__TEXTE EXTRAIT__
● ● ●

Tentatives d’enseignement pour qu’ils apprennent…

J’en ai marre de faire passer des évaluations dont je connais déjà les résultats ! Toujours les mêmes qui apprennent, et d’autres qui réussissent sans rien n’avoir appris ! « Dis Marilyne, j’ai réussi mon évaluation ? » « Peut-être ! Mais qu’as-tu appris ? Réfléchis et reviens me le dire quand tu auras trouvé. » Réponse sans doute la plus cohérente avec à mes préoccupations d’enseignante dans une classe de 6e primaire.

J’avais pris l’habitude d’introduire trois questions de métacognition à la fin de chaque évaluation : deux sur la difficulté ou la facilité de l’élève et une sur l’apprentissage. J’ai introduit une nouvelle forme de cahier de synthèses, qui est en fait la structuration des traces d’apprentissages des élèves plus les ajouts éventuels que je juge nécessaires pour permettre une meilleure mémorisation des contenus par chacun. Pour chaque concept vu, une double page reprenait ma synthèse et leur réappropriation. Chaque élève s’investissait et faisait… ce que je lui demandais ! Leurs synthèses prenaient différentes formes, pas de copier-coller de ce que je faisais, mais une belle diversité de production. J’étais fière et enthousiaste. Quelques mois plus tard, après une nouvelle évaluation, dont les résultats étaient toujours les mêmes, j’ai pris la décision d’analyser plus finement leurs réponses aux questions de métacognition ainsi que leur réappropriation des synthèses.

Ça ne marche pas !

Dans les réponses aux questions, certains arrivaient à expliquer ce qu’ils apprenaient et le pourquoi, mais d’autres écrivaient : « J’ai appris à répondre aux questions de l’évaluation, j’ai appris à faire ce que Marilyne demande, j’ai appris que c’était trop difficile pour moi ». Dans le cahier de synthèses de ces élèves, même constat : s’ils sont créatifs dans la forme, le fond reste du recopiage ou ne reprend que des détails insignifiants, non essentiels à la compréhension de la matière.

« Les accompagner en leur apprenant à apprendre. »

Moi qui voulais réduire les inégalités scolaires, je n’ai fait que les accentuer ! Ce que je faisais était trop superficiel, accessible aux enfants qui n’ont pas besoin de moi pour apprendre et complètement opaque pour les autres. J’ai donc décidé de changer ma pratique. Mais que faire pour que ces élèves se rendent compte de ce qu’ils apprennent et de comment ils font pour y arriver ?

● ● ●

__EXTRAIT DES DONNÉES__

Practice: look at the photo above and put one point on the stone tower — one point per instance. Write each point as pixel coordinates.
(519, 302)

● ● ●

__CONSIGNE__
Poursuivez le récit de l'enseignante de 6e primaire sur l'apprentissage de ses élèves, en reprenant juste après sa dernière phrase.

__RÉPONSE RÉDIGÉE__
Des nouvelles pratiques

J’ai explicité l’utilisation et le rôle du cahier de synthèses. Ce sont maintenant les élèves qui commencent à synthétiser les contenus quand la matière est vue et seulement s’ils en éprouvent le besoin. Pour qu’ils y arrivent seuls, nous avons passé, en amont, quelques heures à nous entrainer. Au début, je donnais le sujet et nous faisions un mur parlant (une sorte de carte mentale faite collectivement). En sous-groupe, ils essayaient de créer une première trace. Lors d’une confrontation collective, nous relevions les éléments redondants qui servaient de base à la création de la synthèse. Enfin, avec mon accompagnement, nous pouvions créer la trace synthèse. Petit à petit, le mur parlant est devenu individuel, et la mise en commun a disparu, pour laisser la place au travail individuel et en groupe.
Les évaluations sont personnalisées selon l’endroit où chacun se situe, à ce moment-là, dans son apprentissage. J’organise aussi un « stop matières » toutes les deux semaines pour faire le point sur la matière vue.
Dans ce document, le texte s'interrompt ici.